# ПИСЬМЕННОЕ ЗАДАНИЕ A
Перепечатайте без изменений часть фрагмента о лагерном быте интернированных от «Часов в 10 утра» до «хлеба и спрашивал!».

# ФРАГМЕНТ
Вечером, в 5 часов, проводилась обычно вторая поверка. В иные дни она производилась четыре раза. После утренней поверки «рабочих» гнали на работу. Одни обслуживали лагерь: подметали бараки, чистили двор, работали на кухне, два раза в день выносили из уборных железные оцинкованные параши.
Несмотря на всю непривлекательность этой работы, на нее находилось немало охотников. Прежде всего она занимала только часа два в день, а как приятно было пройтись по лугу к речке, в которой мыли параши, дышать свежим воздухом, сидеть на берегу. По дороге в поле мы могли набрать веток и сучьев для топки, а иной раз стащить початок кукурузы на окрестных полях.
Дров для кухни давали мало, а веников для подметанья и того меньше. Дрова и веники интернированные должны были доставать сами в соседнем лесу. Интернированным вручали топор, ножи, они быстро рубили деревца и ветки. А «стражи» тем временем зорко следили, не идет ли владелец леса, и в случае его появления, подавали сигнал к бегству.
Часов в 10 утра нам раздавали караваи хлеба, которые требовалось нарезать кусками по 275 граммов в каждом. Раздача его была важным и ответственным делом, так как, кроме хлеба, другой пищи в лагере почти не было. Хлеб развешивали на самодельных, из картона и проволоки, весах с помощью гирь из камней, которые были проверены на настоящих весах в лавке. Двое или трое уполномоченных, а также «любители» из наиболее бдителыных следили за точностью веса. Затем один из уполномоченных отворачивался, а другой брал кусок хлеба и спрашивал!

# ИСХОДНЫЕ ДАННЫЕ

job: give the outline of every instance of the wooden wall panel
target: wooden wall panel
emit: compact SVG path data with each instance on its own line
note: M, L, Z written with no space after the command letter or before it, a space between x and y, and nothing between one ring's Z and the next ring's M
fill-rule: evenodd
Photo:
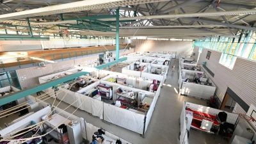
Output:
M153 40L131 40L131 45L135 45L135 52L163 52L177 51L176 58L180 53L189 55L192 52L193 42Z
M53 73L52 64L46 65L45 67L33 67L16 70L20 86L22 89L39 84L38 77ZM20 81L20 77L26 76L26 79Z
M206 59L207 51L211 51L210 60ZM219 63L221 53L211 49L204 49L200 56L198 63L206 61L206 66L214 73L214 77L211 77L217 88L216 95L226 93L229 87L248 105L256 106L256 63L241 58L237 58L234 66L230 69ZM207 74L207 72L206 72ZM211 77L211 76L210 76ZM220 98L221 100L222 99ZM239 104L236 104L235 111L245 113Z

# ПИСЬМЕННОЕ ЗАДАНИЕ B
Повторите слово в слово записи от первой их строки до строки с «M53 73L52 64L46», включая обе крайние строки. Изображения в ответ не включайте.

# ПОЛНЫЙ ОТВЕТ A
Часов в 10 утра нам раздавали караваи хлеба, которые требовалось нарезать кусками по 275 граммов в каждом. Раздача его была важным и ответственным делом, так как, кроме хлеба, другой пищи в лагере почти не было. Хлеб развешивали на самодельных, из картона и проволоки, весах с помощью гирь из камней, которые были проверены на настоящих весах в лавке. Двое или трое уполномоченных, а также «любители» из наиболее бдителыных следили за точностью веса. Затем один из уполномоченных отворачивался, а другой брал кусок хлеба и спрашивал!

# ПОЛНЫЙ ОТВЕТ B
job: give the outline of every instance of the wooden wall panel
target: wooden wall panel
emit: compact SVG path data with each instance on its own line
note: M, L, Z written with no space after the command letter or before it, a space between x and y, and nothing between one ring's Z and the next ring's M
fill-rule: evenodd
Photo:
Output:
M153 40L131 40L131 45L135 45L135 52L163 52L177 51L176 58L180 53L189 55L192 52L193 42Z
M53 73L52 64L46 65L45 67L33 67L16 70L20 86L22 89L39 84L38 77ZM20 81L20 77L26 76L26 79Z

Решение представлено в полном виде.